Update the rows below by replacing every occurrence of "glossy orange skin" with "shiny citrus peel", leaving everything else unchanged.
..............................
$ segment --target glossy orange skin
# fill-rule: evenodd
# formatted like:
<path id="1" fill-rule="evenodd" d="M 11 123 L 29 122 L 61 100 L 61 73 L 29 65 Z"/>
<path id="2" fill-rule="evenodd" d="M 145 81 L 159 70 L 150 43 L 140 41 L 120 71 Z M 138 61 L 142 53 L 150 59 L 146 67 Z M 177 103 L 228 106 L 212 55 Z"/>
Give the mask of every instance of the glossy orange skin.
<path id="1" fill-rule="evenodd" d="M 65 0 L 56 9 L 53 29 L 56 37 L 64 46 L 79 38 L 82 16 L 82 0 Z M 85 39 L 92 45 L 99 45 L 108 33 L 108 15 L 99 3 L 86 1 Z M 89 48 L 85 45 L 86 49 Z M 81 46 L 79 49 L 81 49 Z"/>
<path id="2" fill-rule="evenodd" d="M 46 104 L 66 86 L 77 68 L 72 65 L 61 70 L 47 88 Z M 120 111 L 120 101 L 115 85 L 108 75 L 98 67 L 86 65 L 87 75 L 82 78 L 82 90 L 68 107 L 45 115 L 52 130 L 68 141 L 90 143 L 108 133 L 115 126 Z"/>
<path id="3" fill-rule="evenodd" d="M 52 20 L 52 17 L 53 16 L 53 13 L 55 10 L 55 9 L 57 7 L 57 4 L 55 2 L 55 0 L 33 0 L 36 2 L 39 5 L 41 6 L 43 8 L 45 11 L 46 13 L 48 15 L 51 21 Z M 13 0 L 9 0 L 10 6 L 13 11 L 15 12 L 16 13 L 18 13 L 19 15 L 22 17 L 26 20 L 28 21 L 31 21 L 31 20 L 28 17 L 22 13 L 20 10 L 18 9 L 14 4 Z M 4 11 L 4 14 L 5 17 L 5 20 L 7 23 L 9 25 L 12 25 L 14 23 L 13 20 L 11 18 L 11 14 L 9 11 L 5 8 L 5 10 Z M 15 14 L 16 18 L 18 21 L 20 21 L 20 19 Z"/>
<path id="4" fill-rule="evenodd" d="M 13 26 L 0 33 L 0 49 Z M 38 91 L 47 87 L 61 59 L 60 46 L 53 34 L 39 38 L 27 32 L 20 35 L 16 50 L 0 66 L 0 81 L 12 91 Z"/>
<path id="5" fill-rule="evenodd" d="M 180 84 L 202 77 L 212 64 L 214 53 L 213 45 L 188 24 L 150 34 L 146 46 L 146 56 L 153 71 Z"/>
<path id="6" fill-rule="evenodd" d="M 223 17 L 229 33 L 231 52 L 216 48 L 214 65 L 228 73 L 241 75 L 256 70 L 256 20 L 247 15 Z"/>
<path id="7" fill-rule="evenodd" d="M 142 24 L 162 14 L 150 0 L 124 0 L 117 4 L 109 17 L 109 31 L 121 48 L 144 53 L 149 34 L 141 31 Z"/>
..............................
Written reply:
$ segment --target shiny citrus peel
# fill-rule: evenodd
# formatted like:
<path id="1" fill-rule="evenodd" d="M 11 123 L 29 122 L 61 100 L 61 73 L 29 65 Z"/>
<path id="2" fill-rule="evenodd" d="M 145 81 L 159 70 L 150 43 L 140 41 L 120 71 Z M 138 61 L 142 53 L 150 59 L 146 67 Z M 177 103 L 228 106 L 212 55 Z"/>
Give the mask of every instance of the shiny citrus peel.
<path id="1" fill-rule="evenodd" d="M 65 0 L 56 9 L 53 29 L 56 37 L 64 46 L 79 38 L 82 16 L 82 0 Z M 85 39 L 92 45 L 99 45 L 108 33 L 108 15 L 99 3 L 86 1 Z M 89 48 L 85 45 L 86 49 Z M 81 46 L 79 49 L 81 49 Z"/>
<path id="2" fill-rule="evenodd" d="M 46 104 L 66 86 L 77 68 L 72 65 L 61 70 L 47 88 Z M 120 111 L 120 101 L 115 85 L 108 75 L 98 67 L 86 65 L 87 75 L 82 78 L 82 90 L 68 107 L 45 115 L 52 130 L 68 141 L 90 143 L 108 133 L 115 126 Z"/>
<path id="3" fill-rule="evenodd" d="M 52 20 L 52 17 L 53 16 L 53 13 L 55 10 L 55 9 L 57 7 L 57 4 L 55 2 L 55 0 L 33 0 L 36 2 L 39 5 L 41 6 L 43 8 L 45 11 L 46 13 L 48 15 L 51 21 Z M 13 0 L 9 0 L 10 6 L 13 11 L 15 12 L 16 13 L 18 13 L 19 15 L 22 17 L 26 20 L 28 21 L 31 21 L 31 20 L 28 17 L 22 13 L 20 10 L 18 9 L 14 4 Z M 4 11 L 4 14 L 5 17 L 5 20 L 7 23 L 9 25 L 12 25 L 14 23 L 13 20 L 11 18 L 11 14 L 9 11 L 5 8 L 5 10 Z M 15 14 L 16 18 L 18 21 L 20 21 L 20 19 Z"/>
<path id="4" fill-rule="evenodd" d="M 13 26 L 0 33 L 0 49 Z M 38 91 L 47 87 L 61 59 L 60 46 L 53 34 L 39 38 L 27 32 L 20 35 L 16 50 L 0 66 L 0 81 L 12 91 Z"/>
<path id="5" fill-rule="evenodd" d="M 180 84 L 202 77 L 212 64 L 214 53 L 213 45 L 188 24 L 150 34 L 146 46 L 146 56 L 153 71 Z"/>
<path id="6" fill-rule="evenodd" d="M 223 17 L 229 33 L 231 52 L 216 48 L 214 65 L 228 73 L 241 75 L 256 70 L 256 20 L 247 15 Z"/>
<path id="7" fill-rule="evenodd" d="M 142 24 L 162 14 L 150 0 L 124 0 L 117 4 L 109 17 L 109 31 L 121 48 L 144 53 L 149 34 L 141 31 Z"/>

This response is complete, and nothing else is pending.